Text passage:
A powdery mold the white plaster mold appeared in the mushroom beds of many growers in the early days. It frequently crowded out the mushroom spawn. Growers noticed that this weed mold was usually associated with a wet, greasy condition and with traces of ammonia odor in the compost. This weed mold is seldom encountered now in mushroom houses. French growers were the first to add gypsum during the composting to control white plaster mold. An English scientist gave the explanation of the way in which gypsum acted. He showed that the white plaster mold was usually associated with a dispersion of the colloidal material in the compost resulting from an excess of ionized potassium and that the addition of gypsum (calcium sulfate) to the compost served to flocculate these colloids.

Growers in the United States about 1920 began to allow their beds to sweat out immediately after filling them. The process drove insects to the surface of the beds, where they could be killed by fumigation. But frequently the process caused the beds to fill with an olive mold, which reduced yields and often caused complete crop failures. Control of this weed mold was accomplished by a refinement in the pasteurizing process.

It was shown about 1930 that the olive mold rarely appeared unless the temperature in the beds had gone above 150 F. during the last days of pasteurizing. Most growers therefore maintain their bed temperatures below 145 during pasteurizing. Recently it has been shown that if the temperature goes above 150 , the compost can be reconditioned by subsequently holding it for a few days below 140 . The explanation is that certain nutrients, presumably proteins, that cannot be assimilated by the olive mold are partly broken down by temperatures above 150 and thus made available to it. Under those conditions the mushroom spawn cannot successfully compete with the olive mold for food and is crowded out.

The reconditioning of the compost by holding it at 140 or below for a few days is accomplished by the conversion, by the microbial flora of the compost, of the available nitrogen into microbial protein, which is again unavailable to the olive mold but readily assimilated by mushroom spawn. All commercial growers in the United States now pasteurize their compost and rarely suffer losses from the olive mold.

Information supplied:
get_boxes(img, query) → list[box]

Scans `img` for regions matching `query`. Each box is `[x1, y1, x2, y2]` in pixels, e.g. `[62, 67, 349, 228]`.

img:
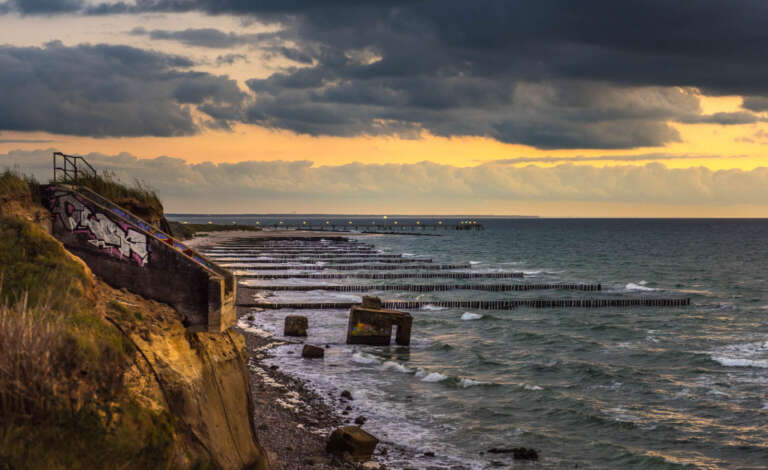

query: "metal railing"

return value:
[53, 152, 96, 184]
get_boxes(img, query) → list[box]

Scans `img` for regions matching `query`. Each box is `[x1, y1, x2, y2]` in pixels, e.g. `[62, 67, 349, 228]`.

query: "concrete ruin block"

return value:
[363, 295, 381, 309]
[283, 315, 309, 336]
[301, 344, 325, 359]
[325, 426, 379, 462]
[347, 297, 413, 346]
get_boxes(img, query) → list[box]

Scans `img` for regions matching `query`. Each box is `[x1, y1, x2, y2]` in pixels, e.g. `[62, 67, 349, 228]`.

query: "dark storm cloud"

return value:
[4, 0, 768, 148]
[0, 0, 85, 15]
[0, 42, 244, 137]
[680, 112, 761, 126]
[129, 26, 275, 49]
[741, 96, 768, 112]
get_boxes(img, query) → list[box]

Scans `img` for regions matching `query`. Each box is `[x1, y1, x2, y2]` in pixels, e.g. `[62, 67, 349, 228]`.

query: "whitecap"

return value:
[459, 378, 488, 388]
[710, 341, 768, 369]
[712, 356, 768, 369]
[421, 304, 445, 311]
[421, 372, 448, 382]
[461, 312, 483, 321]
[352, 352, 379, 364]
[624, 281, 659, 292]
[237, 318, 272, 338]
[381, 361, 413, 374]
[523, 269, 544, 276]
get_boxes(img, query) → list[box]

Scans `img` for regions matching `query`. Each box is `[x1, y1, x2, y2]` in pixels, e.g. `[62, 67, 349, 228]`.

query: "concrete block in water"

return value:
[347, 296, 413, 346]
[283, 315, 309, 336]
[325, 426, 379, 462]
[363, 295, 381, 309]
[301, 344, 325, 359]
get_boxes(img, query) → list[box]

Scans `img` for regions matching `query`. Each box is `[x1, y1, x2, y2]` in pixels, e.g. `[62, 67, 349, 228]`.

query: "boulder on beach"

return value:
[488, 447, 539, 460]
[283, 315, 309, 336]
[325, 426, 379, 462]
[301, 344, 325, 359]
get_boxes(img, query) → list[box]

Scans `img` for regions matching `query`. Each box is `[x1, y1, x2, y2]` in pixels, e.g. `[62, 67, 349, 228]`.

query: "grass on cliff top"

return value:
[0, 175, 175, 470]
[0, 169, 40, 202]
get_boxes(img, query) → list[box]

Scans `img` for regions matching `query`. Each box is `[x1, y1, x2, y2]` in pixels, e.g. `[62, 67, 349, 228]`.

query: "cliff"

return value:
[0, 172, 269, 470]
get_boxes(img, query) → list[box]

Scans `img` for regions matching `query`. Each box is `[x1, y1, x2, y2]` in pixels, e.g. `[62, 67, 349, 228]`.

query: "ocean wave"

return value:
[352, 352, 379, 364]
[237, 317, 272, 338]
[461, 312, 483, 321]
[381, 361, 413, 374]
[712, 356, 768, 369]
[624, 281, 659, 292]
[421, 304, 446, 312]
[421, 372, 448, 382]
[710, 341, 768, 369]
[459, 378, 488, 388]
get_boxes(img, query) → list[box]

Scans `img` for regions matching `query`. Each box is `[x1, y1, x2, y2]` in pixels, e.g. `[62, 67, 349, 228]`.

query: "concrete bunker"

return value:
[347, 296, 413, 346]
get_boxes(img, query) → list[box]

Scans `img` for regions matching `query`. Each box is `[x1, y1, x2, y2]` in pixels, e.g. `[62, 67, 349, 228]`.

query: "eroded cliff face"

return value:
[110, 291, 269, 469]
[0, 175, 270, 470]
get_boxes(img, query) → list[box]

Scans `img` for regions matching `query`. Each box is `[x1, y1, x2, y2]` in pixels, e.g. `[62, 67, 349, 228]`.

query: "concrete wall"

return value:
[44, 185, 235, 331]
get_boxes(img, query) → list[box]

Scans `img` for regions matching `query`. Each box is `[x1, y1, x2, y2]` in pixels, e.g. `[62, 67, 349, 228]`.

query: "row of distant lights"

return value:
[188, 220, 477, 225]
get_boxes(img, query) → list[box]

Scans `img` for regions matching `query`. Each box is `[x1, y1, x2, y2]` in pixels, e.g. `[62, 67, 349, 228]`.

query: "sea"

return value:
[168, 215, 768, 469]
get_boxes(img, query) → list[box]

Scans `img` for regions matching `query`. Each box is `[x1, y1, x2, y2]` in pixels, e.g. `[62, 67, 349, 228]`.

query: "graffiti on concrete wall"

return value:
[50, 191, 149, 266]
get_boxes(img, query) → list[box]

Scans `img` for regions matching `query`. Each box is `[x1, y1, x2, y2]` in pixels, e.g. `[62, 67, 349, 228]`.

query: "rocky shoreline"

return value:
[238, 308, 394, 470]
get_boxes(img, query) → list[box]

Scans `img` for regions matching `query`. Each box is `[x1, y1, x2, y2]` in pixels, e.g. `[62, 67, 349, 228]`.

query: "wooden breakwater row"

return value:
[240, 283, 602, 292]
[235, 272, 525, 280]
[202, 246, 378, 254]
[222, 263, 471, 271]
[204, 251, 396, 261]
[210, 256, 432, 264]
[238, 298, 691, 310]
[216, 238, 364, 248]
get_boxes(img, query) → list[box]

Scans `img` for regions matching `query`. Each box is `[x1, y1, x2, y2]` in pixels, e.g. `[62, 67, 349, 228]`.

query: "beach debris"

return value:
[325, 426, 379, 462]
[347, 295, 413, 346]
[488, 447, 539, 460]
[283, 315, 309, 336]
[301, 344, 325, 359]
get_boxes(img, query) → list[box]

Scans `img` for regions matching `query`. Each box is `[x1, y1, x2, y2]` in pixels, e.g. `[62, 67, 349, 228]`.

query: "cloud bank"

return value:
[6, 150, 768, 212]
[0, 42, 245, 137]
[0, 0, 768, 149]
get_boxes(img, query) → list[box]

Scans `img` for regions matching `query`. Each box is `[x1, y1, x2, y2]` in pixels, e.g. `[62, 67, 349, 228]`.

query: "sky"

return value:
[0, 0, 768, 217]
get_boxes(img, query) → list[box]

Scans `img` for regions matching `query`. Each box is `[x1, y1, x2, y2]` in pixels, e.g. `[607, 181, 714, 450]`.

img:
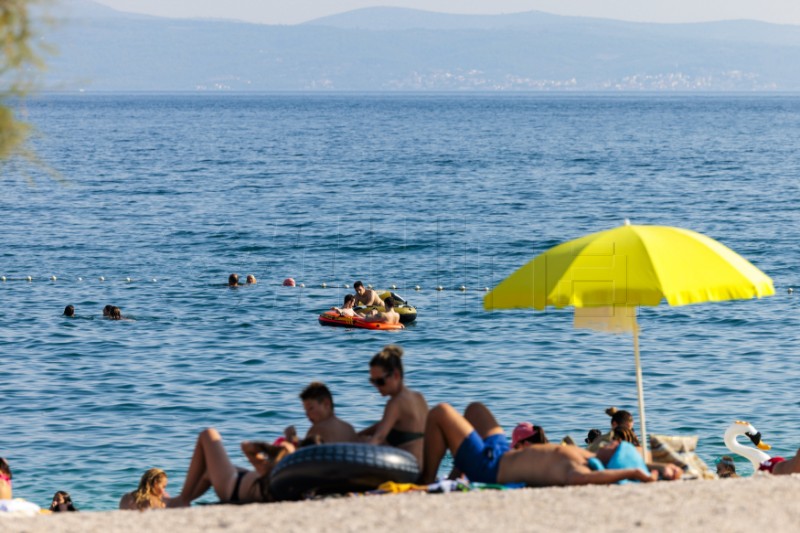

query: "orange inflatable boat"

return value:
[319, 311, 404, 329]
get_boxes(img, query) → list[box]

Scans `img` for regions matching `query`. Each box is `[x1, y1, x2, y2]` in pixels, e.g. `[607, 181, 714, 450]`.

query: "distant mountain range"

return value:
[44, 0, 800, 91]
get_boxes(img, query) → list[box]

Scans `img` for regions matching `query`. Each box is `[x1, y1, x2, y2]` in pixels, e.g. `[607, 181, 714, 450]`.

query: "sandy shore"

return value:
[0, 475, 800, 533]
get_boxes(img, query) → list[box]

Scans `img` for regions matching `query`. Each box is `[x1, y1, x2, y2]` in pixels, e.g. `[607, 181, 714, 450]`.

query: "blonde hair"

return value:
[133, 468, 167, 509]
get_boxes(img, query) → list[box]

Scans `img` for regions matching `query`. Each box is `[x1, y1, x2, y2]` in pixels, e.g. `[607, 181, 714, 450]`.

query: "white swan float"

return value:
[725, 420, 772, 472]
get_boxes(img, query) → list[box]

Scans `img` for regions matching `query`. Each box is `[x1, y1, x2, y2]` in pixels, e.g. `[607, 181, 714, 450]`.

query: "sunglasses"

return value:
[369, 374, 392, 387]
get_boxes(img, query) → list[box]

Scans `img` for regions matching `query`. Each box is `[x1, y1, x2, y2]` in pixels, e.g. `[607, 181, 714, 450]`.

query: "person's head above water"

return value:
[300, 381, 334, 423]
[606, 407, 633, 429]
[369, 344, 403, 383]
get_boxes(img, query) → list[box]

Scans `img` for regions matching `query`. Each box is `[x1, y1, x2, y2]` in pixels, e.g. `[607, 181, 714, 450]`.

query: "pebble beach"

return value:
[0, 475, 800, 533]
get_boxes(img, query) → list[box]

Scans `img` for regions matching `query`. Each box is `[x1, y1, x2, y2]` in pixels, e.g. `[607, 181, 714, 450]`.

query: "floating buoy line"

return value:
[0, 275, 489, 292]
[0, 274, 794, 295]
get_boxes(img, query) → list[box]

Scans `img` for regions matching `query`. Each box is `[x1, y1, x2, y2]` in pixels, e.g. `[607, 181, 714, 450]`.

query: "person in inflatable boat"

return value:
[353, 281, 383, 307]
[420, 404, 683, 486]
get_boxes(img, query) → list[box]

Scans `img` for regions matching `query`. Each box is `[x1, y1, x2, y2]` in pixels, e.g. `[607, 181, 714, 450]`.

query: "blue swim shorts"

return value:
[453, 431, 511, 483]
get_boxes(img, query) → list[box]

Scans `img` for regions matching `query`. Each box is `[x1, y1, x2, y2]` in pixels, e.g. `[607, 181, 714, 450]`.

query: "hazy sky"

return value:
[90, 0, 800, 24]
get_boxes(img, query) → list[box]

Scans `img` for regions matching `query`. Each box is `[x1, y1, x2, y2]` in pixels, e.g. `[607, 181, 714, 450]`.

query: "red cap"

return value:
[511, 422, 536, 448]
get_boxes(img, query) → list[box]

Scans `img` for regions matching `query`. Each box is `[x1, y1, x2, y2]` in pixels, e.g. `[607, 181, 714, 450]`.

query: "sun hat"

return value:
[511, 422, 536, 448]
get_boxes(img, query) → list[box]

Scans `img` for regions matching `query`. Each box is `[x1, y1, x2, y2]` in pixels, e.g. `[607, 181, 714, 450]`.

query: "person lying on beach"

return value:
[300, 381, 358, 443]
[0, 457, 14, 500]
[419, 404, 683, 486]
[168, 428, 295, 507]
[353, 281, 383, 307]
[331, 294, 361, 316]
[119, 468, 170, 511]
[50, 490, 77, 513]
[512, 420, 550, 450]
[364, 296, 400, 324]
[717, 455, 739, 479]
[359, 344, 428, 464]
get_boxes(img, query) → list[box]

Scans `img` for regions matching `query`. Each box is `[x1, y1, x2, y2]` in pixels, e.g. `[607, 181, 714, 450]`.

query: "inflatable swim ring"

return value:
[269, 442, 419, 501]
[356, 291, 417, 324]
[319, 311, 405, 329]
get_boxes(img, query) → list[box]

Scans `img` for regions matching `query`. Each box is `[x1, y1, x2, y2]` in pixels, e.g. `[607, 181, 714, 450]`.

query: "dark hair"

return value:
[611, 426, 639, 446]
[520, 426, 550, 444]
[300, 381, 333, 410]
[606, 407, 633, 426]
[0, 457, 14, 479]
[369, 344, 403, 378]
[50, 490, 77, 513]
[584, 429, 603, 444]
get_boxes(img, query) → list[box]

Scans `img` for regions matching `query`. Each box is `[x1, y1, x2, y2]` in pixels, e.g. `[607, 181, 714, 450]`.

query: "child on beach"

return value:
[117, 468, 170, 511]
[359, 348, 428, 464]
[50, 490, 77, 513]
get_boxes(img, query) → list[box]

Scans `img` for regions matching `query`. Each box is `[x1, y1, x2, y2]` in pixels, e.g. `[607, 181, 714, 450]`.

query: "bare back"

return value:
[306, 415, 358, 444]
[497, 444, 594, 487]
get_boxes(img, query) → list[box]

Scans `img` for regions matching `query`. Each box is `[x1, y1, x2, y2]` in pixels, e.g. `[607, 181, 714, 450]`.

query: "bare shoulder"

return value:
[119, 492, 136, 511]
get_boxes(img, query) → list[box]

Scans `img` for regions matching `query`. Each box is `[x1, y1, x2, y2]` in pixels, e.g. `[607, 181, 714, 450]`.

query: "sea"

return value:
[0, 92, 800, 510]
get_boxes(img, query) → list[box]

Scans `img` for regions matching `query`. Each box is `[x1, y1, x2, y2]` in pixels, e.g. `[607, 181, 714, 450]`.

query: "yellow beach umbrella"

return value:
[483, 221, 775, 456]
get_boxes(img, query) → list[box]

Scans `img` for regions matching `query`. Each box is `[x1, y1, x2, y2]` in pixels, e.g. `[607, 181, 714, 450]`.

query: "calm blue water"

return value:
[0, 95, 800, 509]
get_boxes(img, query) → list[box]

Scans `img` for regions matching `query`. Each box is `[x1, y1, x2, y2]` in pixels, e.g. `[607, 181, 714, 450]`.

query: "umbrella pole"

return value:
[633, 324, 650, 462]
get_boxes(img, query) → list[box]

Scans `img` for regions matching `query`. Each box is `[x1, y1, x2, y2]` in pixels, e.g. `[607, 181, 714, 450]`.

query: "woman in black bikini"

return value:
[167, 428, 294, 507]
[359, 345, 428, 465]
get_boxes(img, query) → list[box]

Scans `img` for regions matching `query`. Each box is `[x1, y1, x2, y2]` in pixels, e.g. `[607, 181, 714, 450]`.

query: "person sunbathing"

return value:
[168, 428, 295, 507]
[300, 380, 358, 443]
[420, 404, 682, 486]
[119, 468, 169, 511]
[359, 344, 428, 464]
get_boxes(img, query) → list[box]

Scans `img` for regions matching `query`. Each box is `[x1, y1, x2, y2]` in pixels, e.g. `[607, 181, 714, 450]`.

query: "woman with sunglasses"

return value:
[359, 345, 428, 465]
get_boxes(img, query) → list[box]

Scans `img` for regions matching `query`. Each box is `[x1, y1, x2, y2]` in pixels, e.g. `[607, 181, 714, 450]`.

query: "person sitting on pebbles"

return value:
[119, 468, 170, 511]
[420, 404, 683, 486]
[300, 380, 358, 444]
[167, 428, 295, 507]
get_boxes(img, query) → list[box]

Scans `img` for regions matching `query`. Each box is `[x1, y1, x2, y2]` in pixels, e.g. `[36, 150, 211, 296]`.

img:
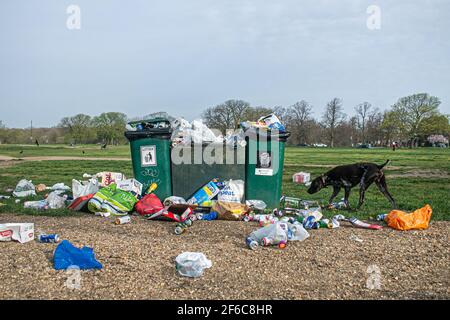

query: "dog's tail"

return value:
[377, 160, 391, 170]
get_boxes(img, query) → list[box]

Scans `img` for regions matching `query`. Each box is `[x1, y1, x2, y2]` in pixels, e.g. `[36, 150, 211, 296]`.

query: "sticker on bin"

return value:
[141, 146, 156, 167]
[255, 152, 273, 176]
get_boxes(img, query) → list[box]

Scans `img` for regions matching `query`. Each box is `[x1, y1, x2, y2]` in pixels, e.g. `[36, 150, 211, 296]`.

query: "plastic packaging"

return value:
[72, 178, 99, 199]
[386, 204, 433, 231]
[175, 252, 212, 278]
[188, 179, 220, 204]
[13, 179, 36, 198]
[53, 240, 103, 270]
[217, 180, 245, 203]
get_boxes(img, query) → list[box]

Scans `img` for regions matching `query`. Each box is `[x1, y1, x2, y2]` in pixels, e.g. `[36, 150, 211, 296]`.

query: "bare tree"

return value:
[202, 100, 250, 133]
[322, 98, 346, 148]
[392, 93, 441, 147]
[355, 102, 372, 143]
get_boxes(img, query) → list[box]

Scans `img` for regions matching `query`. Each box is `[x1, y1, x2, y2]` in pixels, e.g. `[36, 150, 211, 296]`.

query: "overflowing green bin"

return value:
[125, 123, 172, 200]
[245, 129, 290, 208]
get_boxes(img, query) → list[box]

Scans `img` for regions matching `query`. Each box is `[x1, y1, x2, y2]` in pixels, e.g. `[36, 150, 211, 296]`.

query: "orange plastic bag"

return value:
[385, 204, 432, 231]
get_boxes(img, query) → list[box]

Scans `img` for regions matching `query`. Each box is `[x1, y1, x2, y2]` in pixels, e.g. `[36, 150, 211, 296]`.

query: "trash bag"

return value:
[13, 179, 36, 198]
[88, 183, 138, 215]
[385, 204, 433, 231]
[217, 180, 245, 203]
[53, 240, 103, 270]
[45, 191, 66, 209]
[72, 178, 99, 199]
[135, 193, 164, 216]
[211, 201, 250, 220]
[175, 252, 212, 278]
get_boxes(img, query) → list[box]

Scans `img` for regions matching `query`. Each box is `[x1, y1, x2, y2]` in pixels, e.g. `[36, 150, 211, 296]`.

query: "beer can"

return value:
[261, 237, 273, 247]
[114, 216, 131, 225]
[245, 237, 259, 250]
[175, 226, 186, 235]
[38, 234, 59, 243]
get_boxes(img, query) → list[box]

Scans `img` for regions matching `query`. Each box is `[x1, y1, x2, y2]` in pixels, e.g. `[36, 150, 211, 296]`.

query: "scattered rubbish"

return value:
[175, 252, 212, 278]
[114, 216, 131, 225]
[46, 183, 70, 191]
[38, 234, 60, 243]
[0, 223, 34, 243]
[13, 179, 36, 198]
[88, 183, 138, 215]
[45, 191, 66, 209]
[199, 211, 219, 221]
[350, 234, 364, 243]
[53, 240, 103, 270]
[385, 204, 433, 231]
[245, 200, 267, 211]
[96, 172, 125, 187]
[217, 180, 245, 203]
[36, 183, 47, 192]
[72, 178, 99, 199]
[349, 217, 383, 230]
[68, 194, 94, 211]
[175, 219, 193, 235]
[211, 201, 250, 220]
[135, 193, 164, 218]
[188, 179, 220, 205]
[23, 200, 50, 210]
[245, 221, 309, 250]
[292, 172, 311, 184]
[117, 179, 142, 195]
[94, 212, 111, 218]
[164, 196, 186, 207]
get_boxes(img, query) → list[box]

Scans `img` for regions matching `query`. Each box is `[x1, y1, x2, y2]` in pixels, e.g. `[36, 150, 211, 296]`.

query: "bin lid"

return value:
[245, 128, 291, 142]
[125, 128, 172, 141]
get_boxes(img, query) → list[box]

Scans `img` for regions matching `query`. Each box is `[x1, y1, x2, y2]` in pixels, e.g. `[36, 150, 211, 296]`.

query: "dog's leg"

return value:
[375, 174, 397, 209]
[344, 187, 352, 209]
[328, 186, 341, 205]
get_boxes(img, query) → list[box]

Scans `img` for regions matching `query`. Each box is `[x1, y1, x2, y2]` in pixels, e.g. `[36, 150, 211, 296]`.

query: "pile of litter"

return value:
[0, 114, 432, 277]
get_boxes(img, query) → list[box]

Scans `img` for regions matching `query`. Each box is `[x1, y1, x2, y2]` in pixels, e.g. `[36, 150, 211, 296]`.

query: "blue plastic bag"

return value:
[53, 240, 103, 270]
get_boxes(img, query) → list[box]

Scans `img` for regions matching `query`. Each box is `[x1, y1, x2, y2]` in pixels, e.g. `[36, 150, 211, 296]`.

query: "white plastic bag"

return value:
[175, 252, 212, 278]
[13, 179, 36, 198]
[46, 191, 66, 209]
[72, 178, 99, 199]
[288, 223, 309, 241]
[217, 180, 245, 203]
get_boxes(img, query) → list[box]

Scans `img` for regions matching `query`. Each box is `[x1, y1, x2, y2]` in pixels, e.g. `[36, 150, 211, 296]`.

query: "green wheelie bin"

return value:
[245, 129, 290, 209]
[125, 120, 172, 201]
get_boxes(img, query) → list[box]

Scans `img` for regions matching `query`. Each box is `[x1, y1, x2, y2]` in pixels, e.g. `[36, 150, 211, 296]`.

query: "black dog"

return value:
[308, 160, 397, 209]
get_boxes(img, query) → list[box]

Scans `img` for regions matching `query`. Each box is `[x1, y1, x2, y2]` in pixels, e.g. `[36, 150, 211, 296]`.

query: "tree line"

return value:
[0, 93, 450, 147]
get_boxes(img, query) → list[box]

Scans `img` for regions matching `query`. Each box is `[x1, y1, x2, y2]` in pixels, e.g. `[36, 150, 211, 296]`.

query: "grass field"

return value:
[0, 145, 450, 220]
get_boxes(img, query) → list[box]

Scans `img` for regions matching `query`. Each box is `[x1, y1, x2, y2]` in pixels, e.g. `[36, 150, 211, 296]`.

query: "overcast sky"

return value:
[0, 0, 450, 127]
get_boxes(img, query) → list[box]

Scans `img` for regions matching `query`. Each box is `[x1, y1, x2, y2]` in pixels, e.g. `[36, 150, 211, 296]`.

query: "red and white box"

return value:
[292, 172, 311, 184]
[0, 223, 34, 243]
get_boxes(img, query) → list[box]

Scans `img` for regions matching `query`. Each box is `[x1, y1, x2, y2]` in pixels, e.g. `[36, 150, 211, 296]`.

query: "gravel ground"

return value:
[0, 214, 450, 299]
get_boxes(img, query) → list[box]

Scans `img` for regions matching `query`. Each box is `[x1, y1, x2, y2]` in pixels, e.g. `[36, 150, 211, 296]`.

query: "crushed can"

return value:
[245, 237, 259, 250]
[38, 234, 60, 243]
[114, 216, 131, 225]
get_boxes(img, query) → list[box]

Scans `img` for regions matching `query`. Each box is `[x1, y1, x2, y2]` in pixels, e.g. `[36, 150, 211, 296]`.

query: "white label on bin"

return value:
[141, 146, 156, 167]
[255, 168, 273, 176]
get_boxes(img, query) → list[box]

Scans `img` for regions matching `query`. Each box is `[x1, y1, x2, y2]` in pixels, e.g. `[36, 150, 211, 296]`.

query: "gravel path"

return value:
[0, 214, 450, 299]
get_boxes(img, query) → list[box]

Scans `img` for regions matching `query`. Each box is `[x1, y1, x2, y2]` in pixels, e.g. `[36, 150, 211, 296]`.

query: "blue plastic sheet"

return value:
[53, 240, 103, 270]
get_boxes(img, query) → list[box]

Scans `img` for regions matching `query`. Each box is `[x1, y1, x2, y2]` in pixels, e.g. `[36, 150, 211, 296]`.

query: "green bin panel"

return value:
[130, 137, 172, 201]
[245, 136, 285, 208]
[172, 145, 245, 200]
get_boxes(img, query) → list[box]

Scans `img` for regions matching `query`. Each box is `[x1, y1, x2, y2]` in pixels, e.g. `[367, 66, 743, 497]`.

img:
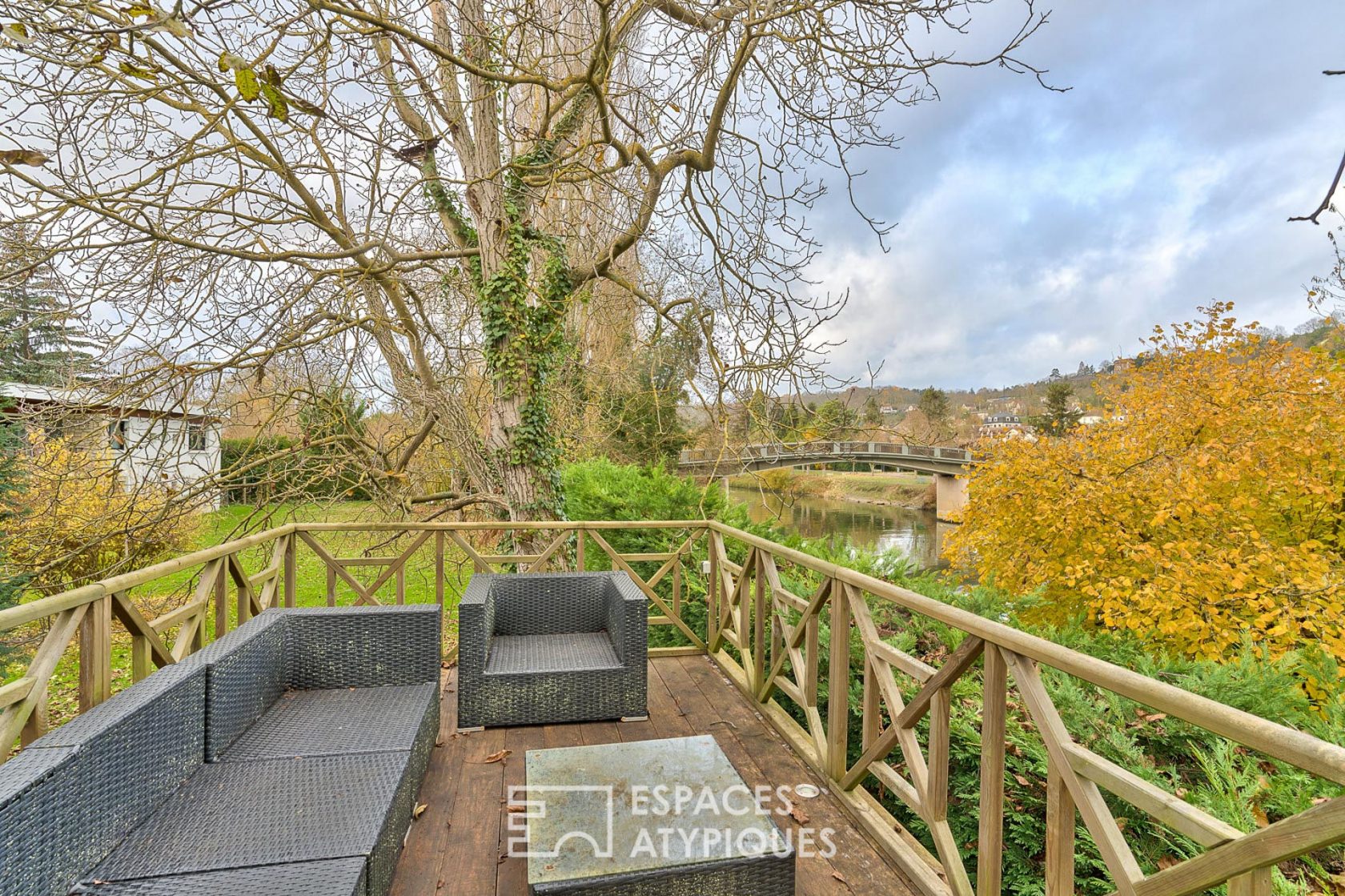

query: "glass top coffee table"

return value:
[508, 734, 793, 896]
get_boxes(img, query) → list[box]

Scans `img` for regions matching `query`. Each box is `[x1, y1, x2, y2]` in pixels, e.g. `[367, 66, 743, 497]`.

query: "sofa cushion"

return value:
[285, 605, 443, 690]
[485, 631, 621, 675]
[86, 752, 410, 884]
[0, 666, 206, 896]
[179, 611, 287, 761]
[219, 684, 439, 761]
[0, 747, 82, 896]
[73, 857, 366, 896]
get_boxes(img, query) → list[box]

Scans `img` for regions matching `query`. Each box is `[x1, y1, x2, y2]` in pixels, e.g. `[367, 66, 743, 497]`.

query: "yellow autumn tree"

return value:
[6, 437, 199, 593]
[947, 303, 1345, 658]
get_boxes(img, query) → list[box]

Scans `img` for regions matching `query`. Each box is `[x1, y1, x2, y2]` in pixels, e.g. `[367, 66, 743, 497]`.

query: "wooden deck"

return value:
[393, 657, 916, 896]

Task instructions: Copy the passage on weed molds in mushroom beds word for word, from beginning to end.

The answer:
A powdery mold the white plaster mold appeared in the mushroom beds of many growers in the early days. It frequently crowded out the mushroom spawn. Growers noticed that this weed mold was usually associated with a wet, greasy condition and with traces of ammonia odor in the compost. This weed mold is seldom encountered now in mushroom houses. French growers were the first to add gypsum during the composting to control white plaster mold. An English scientist gave the explanation of the way in which gypsum acted. He showed that the white plaster mold was usually associated with a dispersion of the colloidal material in the compost resulting from an excess of ionized potassium and that the addition of gypsum (calcium sulfate) to the compost served to flocculate these colloids.

Growers in the United States about 1920 began to allow their beds to sweat out immediately after filling them. The process drove insects to the surface of the beds, where they could be killed by fumigation. But frequently the process caused the beds to fill with an olive mold, which reduced yields and often caused complete crop failures. Control of this weed mold was accomplished by a refinement in the pasteurizing process.

It was shown about 1930 that the olive mold rarely appeared unless the temperature in the beds had gone above 150 F. during the last days of pasteurizing. Most growers therefore maintain their bed temperatures below 145 during pasteurizing. Recently it has been shown that if the temperature goes above 150 , the compost can be reconditioned by subsequently holding it for a few days below 140 . The explanation is that certain nutrients, presumably proteins, that cannot be assimilated by the olive mold are partly broken down by temperatures above 150 and thus made available to it. Under those conditions the mushroom spawn cannot successfully compete with the olive mold for food and is crowded out.

The reconditioning of the compost by holding it at 140 or below for a few days is accomplished by the conversion, by the microbial flora of the compost, of the available nitrogen into microbial protein, which is again unavailable to the olive mold but readily assimilated by mushroom spawn. All commercial growers in the United States now pasteurize their compost and rarely suffer losses from the olive mold.